▸ Stored records:

** START **

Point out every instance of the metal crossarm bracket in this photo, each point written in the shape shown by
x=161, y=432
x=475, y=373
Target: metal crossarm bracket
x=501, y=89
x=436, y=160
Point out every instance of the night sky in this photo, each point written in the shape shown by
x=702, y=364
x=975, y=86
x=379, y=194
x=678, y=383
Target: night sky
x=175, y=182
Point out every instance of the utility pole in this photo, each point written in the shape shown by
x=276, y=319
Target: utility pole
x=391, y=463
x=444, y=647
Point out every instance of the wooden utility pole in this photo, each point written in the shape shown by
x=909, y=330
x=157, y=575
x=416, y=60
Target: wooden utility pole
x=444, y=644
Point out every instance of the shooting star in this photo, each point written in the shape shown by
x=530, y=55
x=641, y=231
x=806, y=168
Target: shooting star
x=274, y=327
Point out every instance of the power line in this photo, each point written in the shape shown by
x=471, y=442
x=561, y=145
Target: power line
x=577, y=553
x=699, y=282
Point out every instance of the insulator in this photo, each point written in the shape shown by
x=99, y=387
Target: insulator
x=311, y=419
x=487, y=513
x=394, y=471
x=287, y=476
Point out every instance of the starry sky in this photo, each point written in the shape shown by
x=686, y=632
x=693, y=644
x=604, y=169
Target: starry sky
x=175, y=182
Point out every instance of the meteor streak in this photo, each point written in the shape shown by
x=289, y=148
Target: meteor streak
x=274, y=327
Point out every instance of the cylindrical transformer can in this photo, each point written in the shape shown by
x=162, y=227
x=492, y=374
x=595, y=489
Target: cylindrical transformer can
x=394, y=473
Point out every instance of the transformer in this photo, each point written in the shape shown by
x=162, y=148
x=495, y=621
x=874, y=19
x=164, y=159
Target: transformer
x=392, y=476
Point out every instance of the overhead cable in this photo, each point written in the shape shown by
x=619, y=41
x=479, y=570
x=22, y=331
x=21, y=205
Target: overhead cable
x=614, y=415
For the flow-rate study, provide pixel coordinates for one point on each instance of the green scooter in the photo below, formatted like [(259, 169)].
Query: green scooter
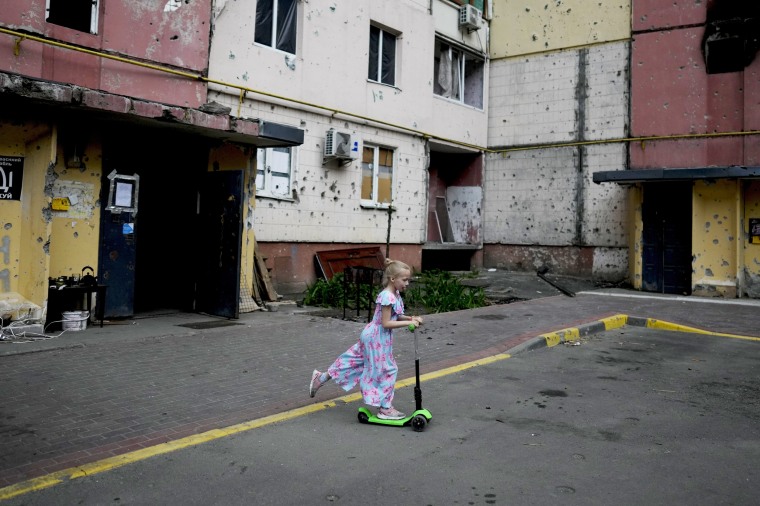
[(420, 418)]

** END **

▸ Do this:
Reproduce the items above from the line containing "For the flow-rate" through the end of the items, requests included, shifting every point coordinate in the answers by -80. Leave the pictures out.

▸ Written reply:
For the flow-rate study, provide pixel coordinates for one point on each instance of the green scooter in the photo below, formatted like [(259, 169)].
Query: green scooter
[(340, 338)]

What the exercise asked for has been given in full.